TU TAREA =>
Convierte en una lista JSON de cadenas las líneas de los ítems que van desde el comienzo hasta la línea con "box: [173, 27, 186, 52]", ambas incluidas. Pon una cadena por cada línea y omite las líneas en blanco.

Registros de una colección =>
—————

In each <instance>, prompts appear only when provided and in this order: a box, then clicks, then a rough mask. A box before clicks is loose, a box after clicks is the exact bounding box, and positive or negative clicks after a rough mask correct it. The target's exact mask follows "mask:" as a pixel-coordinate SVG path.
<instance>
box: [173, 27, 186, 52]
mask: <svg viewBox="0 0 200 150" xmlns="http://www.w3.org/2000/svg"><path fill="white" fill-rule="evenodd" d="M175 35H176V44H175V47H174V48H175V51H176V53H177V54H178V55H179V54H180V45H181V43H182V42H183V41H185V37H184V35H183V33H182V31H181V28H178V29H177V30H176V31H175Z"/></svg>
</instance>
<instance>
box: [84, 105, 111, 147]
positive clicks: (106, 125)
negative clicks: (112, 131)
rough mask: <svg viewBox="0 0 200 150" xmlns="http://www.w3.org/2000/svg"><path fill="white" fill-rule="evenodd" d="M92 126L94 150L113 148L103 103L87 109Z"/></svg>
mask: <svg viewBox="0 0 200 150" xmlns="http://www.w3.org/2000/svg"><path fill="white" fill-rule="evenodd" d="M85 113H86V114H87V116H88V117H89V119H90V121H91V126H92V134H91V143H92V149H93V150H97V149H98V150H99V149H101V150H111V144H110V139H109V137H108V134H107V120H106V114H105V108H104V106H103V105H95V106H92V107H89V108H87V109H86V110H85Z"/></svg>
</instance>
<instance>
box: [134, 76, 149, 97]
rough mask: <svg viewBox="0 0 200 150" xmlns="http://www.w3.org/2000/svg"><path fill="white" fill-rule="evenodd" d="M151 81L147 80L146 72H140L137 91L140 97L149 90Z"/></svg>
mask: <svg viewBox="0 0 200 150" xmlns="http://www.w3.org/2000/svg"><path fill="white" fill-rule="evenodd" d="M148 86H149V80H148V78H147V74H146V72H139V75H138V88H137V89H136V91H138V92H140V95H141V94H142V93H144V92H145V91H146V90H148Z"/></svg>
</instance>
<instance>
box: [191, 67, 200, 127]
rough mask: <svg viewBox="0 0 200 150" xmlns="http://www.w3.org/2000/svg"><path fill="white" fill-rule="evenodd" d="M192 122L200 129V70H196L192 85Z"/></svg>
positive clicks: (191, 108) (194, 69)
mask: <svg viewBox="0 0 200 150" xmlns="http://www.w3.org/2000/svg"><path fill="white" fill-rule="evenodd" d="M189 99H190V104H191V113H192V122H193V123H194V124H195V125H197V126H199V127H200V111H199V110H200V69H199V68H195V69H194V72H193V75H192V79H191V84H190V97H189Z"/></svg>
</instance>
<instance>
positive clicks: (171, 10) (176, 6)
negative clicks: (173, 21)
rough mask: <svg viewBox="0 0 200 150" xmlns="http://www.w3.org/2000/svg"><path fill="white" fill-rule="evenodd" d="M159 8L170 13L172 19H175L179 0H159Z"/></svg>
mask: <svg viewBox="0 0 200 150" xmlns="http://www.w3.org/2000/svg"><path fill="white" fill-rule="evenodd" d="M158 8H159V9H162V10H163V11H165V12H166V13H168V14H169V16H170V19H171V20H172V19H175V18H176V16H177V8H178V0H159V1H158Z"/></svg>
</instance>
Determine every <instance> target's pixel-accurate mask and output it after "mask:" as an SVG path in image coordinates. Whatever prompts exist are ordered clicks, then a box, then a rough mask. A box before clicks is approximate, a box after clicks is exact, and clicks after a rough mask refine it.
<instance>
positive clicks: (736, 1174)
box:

—————

RESPUESTA DEL EJERCICIO =>
[
  "In each <instance>, prompts appear only when provided and in this order: a box, then clicks, then a rough mask. A box before clicks is loose, a box after clicks is the exact bounding box, and positive or negative clicks after a rough mask correct it. The target's exact mask follows \"mask:\" as a pixel-coordinate SVG path.",
  "<instance>",
  "box: [173, 27, 186, 52]"
]